◆ **GOAL**
Copy word for word the part of the listing below that opens with the line containing "Pick out the fishing" and runs through the end of the listing.

··········

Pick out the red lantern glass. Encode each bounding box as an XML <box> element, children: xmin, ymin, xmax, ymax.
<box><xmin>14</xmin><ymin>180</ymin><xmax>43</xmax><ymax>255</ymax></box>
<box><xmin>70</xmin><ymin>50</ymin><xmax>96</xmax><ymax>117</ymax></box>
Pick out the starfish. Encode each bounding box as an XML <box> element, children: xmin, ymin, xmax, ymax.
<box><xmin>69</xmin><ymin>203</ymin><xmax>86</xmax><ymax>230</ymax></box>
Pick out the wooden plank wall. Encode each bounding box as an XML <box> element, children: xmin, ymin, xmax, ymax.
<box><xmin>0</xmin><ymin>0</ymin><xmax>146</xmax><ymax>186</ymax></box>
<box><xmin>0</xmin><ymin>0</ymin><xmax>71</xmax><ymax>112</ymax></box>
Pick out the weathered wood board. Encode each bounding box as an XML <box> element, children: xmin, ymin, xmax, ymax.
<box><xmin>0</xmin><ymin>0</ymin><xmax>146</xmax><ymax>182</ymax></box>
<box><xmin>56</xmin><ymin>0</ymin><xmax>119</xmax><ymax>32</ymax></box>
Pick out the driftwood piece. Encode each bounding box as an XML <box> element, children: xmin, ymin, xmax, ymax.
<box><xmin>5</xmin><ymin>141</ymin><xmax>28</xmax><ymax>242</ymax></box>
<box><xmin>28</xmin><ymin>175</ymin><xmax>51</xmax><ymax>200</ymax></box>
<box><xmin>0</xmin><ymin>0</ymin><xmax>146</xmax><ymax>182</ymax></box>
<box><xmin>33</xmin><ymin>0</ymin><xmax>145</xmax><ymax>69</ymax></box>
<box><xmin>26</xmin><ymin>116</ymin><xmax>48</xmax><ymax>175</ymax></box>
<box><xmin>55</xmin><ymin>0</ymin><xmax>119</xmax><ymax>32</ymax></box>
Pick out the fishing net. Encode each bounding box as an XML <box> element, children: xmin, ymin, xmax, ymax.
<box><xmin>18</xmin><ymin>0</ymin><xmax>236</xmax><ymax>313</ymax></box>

··········

◆ **EXERCISE RESPONSE**
Pick out the fishing net. Encode each bounding box as an XML <box> element, children: xmin, ymin, xmax, ymax.
<box><xmin>18</xmin><ymin>0</ymin><xmax>236</xmax><ymax>313</ymax></box>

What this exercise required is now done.